> _Source passage_:
[PATCH] remove CONFIG_ANDROID
Greg Kroah-Hartman
gregkh at linuxfoundation.org
Wed Jun 29 17:00:25 UTC 2022
On Wed, Jun 29, 2022 at 06:52:08PM +0200, Jason A. Donenfeld wrote:
> On Wed, Jun 29, 2022 at 6:45 PM Christoph Hellwig <hch at lst.de> wrote:
> >
> > On Wed, Jun 29, 2022 at 06:38:09PM +0200, Jason A. Donenfeld wrote:
> > > On the technical topic, an Android developer friend following this
> > > thread just pointed out to me that Android doesn't use PM_AUTOSLEEP and
> > > just has userspace causing suspend frequently. So by his rough
> > > estimation your patch actually *will* break Android devices. Zoinks.
> > > Maybe he's right, maybe he's not -- I don't know -- but you should
> > > probably look into this if you want this patch to land without breakage.
> >
> > And it will also "break" anyone else doing frequent suspends from
> > userspace, as that behavior is still in no way related to
> > CONFIG_ANDROID.
>
> I don't know of any actual systems that do this for which
> CONFIG_PM_AUTOSLEEP and CONFIG_ANDROID are both disabled. At least
> that was what I concluded back in 2017-2018 when I looked at this
> last. And so far, no other-handset-users have reported bugs.

> _Data entries_:

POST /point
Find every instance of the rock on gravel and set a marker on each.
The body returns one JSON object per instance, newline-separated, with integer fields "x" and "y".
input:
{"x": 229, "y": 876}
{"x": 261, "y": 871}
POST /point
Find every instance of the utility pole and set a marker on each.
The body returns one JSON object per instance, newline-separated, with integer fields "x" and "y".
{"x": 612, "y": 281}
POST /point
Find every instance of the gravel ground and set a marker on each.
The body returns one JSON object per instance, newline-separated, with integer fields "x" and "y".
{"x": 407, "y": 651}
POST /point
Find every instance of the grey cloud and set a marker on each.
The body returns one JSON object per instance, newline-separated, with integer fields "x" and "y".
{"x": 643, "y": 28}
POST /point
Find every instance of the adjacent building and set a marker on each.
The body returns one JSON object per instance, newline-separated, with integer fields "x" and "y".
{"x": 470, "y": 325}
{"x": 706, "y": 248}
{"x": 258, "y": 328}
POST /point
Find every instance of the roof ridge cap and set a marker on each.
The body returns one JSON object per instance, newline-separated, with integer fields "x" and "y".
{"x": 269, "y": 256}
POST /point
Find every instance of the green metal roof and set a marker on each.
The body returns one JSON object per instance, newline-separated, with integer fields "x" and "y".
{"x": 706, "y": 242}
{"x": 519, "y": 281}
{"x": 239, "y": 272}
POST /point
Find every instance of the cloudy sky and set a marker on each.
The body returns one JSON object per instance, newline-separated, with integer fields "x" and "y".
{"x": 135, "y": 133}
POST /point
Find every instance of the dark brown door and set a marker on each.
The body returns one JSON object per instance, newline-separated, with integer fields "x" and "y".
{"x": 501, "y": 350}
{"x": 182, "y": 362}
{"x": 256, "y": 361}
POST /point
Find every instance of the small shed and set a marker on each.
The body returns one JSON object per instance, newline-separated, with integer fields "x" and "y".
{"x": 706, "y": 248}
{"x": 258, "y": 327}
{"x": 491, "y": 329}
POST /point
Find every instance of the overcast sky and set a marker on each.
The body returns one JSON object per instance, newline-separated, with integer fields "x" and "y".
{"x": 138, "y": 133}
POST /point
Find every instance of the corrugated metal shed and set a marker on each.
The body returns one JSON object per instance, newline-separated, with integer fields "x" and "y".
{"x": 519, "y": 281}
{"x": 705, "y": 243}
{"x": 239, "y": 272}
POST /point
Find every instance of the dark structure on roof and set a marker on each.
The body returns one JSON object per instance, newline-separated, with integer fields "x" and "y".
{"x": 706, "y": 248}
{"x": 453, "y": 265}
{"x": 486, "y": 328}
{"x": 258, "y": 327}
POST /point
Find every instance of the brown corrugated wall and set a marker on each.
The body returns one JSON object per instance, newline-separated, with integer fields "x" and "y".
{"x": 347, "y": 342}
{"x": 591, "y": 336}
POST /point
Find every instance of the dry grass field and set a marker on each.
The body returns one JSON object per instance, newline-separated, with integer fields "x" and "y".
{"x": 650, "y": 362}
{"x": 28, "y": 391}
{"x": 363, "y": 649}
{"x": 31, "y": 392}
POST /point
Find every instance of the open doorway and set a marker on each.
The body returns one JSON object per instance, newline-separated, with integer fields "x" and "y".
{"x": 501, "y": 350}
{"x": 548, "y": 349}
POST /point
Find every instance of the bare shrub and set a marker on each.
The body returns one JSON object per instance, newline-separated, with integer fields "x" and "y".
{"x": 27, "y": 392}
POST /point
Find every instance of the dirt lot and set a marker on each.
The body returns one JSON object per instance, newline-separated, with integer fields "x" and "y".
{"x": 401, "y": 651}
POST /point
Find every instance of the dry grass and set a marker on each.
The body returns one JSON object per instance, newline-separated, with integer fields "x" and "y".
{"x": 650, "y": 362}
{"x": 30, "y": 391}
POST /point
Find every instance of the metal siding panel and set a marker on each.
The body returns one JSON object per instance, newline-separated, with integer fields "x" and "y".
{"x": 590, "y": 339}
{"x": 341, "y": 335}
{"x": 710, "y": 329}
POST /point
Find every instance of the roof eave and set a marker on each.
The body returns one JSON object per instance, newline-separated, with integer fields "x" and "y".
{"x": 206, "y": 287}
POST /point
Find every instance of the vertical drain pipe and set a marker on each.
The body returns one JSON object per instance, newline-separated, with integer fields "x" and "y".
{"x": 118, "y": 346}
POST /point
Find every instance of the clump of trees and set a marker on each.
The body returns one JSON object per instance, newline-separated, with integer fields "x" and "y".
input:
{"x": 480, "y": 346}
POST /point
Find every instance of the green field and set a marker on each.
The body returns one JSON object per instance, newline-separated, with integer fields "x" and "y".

> _Problem details_:
Please extend the mailing-list message about removing CONFIG_ANDROID, picking up right after its last sentence.

> _Written response_:
>
> But of course I agree that this all could be improved with something
> more granular somehow, somewhere. I don't really have any developed
> opinions on what that looks like or what form that should take.
>
> However, the thing I do have a strong opinion on is that the change
> you're proposing shouldn't break things. And that's what your patch
> currently might do (or not!).
I think that by the time the next kernel release comes out, and
percolates to a real Android device, the years gone by will have caused
those who care about this to fix it.
In the meantime, this might actually fix issues in desktop distros that
were enabling this option, thinking it only affected the building of a
driver, not core power management functionality.
So it's nothing to worry about now, I agree with Christoph, this config
option should not be used for power management policy decisions like
this. This should be controlled by userspace properly in the Android
userspace framework, like all other Linux distros/systems do this.
And worst case, Android kernels sometimes _do_ have a not-upstream
config option that you can use to trigger off of horrible hacks like
this. I'll leave the answer to what that is as an exercise for the
reader :)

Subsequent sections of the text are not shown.